### Job
Can you update the stretch from the line containing "cabinet in this photo." through the end of the records, changing "put one marker" to "place one marker" and keeping everything else the same? Return only those lines.

Location identification entries
** begin **

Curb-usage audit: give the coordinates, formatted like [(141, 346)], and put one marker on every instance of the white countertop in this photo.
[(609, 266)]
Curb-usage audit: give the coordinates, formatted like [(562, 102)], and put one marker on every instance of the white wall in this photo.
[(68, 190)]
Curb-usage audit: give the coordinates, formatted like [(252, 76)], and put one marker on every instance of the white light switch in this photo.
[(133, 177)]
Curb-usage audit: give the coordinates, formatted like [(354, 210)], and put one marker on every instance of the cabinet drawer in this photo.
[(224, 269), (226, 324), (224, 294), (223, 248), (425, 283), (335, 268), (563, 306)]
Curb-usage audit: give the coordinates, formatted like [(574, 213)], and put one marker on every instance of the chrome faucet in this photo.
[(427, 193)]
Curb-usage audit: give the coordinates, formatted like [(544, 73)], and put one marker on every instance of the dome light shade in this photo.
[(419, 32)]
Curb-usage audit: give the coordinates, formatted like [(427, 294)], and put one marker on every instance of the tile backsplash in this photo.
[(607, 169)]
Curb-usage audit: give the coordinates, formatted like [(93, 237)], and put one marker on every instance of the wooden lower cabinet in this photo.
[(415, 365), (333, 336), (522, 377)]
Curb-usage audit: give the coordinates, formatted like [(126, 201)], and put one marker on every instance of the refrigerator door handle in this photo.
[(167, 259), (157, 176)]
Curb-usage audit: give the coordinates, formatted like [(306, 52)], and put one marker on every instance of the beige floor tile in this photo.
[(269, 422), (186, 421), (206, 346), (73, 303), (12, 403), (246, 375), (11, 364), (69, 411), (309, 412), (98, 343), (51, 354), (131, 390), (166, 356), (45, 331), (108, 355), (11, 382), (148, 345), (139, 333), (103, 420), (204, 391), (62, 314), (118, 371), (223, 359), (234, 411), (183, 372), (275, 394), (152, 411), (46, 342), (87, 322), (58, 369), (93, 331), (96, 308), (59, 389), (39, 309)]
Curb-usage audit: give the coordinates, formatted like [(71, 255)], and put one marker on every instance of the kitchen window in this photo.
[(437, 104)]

** end **

### Solved problem
Curb-usage audit: give the coordinates, formatted like [(93, 237)], and place one marker on every instance of the wooden lower cabinet in this photo.
[(415, 365), (333, 336), (522, 377)]
Curb-usage audit: give the coordinates, formatted like [(126, 201)], and place one marker on every instance of the refrigerator door handle in this photo.
[(167, 259), (157, 176)]
Curb-usage audit: give the coordinates, formatted like [(306, 52)], and place one marker on every instance of the beige floor tile in this photo.
[(269, 422), (186, 421), (206, 346), (73, 303), (12, 403), (246, 375), (11, 364), (69, 411), (309, 412), (98, 343), (51, 354), (131, 390), (166, 356), (45, 331), (108, 355), (11, 382), (148, 345), (139, 333), (103, 420), (204, 391), (62, 314), (118, 371), (223, 359), (234, 411), (183, 372), (275, 394), (152, 411), (46, 342), (87, 322), (58, 369), (93, 331), (96, 308), (59, 389), (39, 309)]
Curb-usage audit: give the coordinates, formatted like [(71, 255)], and place one marker on every instance of the kitchen window in this photo.
[(437, 104)]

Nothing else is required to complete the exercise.